◆ **DATA ROWS**:
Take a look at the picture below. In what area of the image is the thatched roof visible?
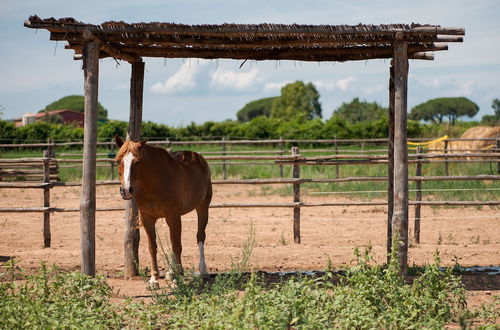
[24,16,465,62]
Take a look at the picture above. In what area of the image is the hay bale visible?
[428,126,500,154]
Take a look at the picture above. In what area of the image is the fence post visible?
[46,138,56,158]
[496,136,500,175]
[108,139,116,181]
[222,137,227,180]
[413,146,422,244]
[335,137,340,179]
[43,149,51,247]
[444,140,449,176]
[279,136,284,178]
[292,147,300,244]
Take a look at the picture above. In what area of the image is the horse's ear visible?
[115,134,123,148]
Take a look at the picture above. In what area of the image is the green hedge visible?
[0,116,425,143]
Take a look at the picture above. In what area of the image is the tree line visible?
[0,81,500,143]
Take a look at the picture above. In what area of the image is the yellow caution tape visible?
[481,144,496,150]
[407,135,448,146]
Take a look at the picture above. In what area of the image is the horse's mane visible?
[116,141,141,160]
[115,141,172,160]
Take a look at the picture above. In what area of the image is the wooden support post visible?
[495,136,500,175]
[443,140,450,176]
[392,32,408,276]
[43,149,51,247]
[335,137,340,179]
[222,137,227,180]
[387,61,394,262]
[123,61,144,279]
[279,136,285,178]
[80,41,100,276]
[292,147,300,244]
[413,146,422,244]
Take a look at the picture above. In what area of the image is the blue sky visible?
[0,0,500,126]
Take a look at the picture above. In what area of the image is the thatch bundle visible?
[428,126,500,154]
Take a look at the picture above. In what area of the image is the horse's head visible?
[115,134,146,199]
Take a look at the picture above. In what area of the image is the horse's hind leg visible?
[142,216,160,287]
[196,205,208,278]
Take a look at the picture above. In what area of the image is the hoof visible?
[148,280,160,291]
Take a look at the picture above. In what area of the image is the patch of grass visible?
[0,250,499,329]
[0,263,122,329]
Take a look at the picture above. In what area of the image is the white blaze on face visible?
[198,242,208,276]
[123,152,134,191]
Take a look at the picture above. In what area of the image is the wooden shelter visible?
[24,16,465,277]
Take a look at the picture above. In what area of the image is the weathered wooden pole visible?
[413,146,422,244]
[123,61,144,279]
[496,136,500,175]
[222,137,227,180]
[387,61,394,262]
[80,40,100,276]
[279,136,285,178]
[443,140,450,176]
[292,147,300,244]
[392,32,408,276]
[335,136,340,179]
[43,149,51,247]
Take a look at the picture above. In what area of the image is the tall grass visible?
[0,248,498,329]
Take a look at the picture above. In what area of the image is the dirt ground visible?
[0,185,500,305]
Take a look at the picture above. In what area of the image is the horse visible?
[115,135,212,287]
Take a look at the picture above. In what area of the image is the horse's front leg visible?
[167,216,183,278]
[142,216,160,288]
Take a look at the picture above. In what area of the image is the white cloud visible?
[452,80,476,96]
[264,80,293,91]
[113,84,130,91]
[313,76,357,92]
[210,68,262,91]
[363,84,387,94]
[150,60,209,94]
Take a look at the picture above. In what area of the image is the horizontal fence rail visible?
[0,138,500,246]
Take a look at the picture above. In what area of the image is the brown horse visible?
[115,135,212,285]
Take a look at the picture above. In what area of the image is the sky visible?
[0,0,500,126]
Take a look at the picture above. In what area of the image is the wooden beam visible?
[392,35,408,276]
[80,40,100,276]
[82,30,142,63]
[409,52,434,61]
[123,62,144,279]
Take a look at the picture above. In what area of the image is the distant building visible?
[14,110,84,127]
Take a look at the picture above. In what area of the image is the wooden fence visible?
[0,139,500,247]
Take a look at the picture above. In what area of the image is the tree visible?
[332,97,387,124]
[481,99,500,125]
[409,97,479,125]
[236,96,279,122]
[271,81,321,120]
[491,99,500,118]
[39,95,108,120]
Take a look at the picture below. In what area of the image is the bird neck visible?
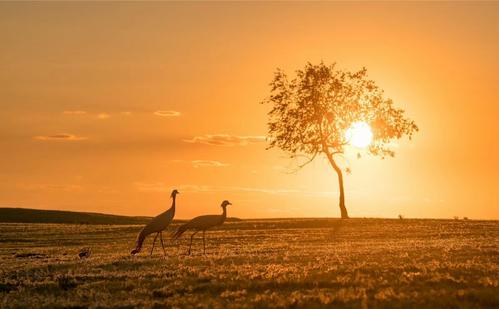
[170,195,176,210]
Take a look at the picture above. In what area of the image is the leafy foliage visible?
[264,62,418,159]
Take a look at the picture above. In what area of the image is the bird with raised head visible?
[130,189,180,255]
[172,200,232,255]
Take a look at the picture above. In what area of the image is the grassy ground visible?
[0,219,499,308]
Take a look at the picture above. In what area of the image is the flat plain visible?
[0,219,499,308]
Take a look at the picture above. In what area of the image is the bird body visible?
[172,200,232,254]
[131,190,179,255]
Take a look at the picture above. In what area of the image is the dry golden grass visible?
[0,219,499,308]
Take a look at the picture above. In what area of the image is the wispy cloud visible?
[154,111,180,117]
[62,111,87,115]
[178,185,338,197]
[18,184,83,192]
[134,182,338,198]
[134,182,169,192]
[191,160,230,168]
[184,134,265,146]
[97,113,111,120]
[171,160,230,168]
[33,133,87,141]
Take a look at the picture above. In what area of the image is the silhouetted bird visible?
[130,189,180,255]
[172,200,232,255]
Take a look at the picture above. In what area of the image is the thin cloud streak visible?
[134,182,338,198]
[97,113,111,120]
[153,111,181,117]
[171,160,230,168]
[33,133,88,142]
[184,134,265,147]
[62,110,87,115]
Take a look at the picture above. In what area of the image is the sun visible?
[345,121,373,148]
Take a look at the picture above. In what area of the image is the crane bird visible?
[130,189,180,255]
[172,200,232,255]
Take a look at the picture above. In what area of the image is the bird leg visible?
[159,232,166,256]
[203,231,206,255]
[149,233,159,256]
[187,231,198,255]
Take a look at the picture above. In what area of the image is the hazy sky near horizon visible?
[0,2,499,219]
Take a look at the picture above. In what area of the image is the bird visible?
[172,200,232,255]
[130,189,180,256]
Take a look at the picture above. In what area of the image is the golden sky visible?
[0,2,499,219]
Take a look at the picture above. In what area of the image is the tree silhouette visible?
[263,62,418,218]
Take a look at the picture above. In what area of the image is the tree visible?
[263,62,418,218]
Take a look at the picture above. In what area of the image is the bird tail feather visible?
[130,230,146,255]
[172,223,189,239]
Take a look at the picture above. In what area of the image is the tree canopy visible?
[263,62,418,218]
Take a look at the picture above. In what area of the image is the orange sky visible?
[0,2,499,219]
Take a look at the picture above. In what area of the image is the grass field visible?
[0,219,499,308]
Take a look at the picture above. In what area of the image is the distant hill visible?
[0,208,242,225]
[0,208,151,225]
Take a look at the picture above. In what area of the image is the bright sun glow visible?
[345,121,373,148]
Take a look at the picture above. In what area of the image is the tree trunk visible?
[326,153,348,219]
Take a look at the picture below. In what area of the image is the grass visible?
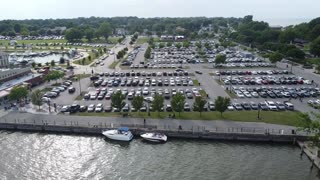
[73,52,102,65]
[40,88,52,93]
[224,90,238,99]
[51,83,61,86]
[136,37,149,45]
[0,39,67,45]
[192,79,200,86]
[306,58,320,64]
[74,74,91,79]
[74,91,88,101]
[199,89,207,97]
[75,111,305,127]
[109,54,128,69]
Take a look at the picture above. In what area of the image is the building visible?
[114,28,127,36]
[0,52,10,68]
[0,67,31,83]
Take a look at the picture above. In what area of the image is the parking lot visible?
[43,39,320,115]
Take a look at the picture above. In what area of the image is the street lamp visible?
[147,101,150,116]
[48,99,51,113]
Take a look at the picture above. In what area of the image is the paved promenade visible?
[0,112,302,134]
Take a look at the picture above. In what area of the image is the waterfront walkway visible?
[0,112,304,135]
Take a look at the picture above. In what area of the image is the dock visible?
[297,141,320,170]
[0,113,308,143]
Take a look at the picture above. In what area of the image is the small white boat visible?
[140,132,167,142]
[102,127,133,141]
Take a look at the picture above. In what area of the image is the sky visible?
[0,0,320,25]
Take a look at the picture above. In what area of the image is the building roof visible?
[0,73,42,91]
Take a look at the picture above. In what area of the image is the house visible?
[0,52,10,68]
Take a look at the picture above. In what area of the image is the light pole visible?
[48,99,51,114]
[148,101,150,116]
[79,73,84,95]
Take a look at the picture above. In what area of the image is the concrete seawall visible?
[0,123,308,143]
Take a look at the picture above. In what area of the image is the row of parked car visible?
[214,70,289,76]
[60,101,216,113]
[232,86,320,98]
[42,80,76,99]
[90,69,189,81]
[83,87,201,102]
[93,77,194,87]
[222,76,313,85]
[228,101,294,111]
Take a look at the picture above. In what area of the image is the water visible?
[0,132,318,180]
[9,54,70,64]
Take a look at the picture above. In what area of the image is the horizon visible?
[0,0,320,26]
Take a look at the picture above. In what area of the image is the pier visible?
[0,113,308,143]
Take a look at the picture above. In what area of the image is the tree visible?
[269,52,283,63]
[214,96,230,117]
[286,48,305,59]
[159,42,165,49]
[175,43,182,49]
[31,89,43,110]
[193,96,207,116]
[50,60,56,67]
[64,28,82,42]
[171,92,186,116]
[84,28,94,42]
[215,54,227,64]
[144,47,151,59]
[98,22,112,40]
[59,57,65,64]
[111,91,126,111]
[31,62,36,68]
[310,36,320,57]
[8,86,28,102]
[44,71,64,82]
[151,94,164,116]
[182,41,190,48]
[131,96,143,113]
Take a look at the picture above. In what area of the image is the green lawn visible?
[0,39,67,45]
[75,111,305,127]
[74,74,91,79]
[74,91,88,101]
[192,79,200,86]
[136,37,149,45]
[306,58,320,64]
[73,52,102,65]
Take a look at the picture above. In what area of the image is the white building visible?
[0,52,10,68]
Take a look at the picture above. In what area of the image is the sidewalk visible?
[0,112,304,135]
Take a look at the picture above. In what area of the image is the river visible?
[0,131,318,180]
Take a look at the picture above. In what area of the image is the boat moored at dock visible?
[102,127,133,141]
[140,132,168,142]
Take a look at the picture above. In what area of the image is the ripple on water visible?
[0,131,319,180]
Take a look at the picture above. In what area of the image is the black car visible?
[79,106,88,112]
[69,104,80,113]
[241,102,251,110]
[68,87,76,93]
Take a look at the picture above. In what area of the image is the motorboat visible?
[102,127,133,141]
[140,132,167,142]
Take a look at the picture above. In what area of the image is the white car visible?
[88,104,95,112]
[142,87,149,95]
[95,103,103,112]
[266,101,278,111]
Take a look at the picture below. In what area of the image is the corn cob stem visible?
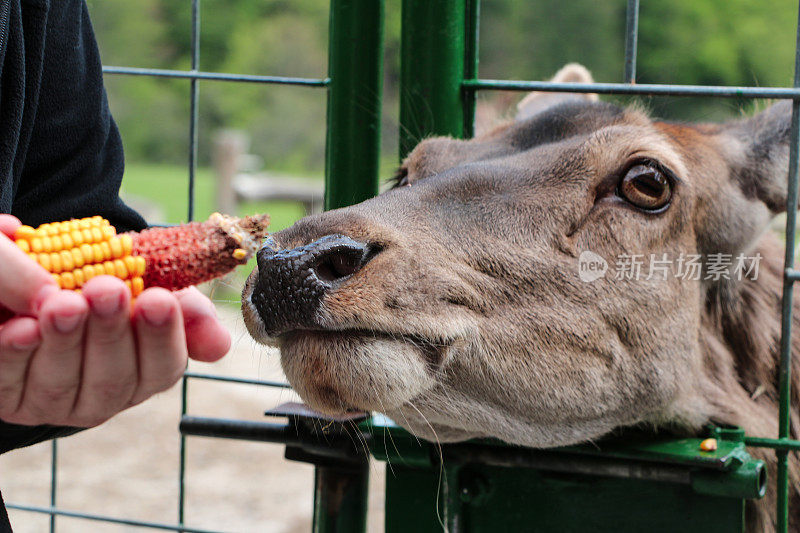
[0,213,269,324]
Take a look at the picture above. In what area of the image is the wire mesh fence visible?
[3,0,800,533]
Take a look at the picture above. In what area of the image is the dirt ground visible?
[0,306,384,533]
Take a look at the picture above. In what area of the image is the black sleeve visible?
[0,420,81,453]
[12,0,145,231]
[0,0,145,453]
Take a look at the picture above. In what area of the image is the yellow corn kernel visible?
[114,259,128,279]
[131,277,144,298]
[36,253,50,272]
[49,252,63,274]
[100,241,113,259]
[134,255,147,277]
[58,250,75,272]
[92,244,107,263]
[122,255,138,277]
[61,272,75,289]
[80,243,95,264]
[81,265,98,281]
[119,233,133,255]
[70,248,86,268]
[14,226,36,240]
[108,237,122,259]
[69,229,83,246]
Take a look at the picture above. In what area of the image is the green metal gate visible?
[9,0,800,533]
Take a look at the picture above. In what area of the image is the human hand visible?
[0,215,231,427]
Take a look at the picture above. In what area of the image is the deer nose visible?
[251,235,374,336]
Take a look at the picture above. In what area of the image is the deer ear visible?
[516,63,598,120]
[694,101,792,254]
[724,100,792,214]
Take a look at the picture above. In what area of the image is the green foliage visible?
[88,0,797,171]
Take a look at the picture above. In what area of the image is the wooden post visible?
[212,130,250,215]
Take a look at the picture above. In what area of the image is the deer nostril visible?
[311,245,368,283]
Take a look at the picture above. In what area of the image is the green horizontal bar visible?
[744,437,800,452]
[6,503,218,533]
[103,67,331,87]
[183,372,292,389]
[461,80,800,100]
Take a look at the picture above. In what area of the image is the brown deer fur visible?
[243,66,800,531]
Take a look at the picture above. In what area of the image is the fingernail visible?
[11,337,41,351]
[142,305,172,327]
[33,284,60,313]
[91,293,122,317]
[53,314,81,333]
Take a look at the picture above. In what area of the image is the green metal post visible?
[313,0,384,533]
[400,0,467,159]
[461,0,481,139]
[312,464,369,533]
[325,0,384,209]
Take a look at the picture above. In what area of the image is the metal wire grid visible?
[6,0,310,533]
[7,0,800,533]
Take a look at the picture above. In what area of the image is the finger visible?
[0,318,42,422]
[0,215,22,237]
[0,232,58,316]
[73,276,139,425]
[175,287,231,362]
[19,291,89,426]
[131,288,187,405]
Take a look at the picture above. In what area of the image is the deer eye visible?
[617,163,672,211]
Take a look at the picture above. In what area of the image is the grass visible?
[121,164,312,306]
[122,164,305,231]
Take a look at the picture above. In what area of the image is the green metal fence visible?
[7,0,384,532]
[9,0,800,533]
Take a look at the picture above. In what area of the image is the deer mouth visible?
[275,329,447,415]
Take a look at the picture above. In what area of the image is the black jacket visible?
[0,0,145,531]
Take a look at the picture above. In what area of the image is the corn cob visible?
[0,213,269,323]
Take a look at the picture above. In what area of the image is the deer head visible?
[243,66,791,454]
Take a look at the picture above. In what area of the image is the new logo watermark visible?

◆ **STATED EXERCISE**:
Return the data unchanged, from the line containing "deer head visible?" through the last line.

◆ **PROBLEM SOLUTION**:
Take a look at the picture above. In what area of the image is the deer head visible?
[243,66,791,454]
Take a look at the picture above. In what area of the image is the new logo watermark visible?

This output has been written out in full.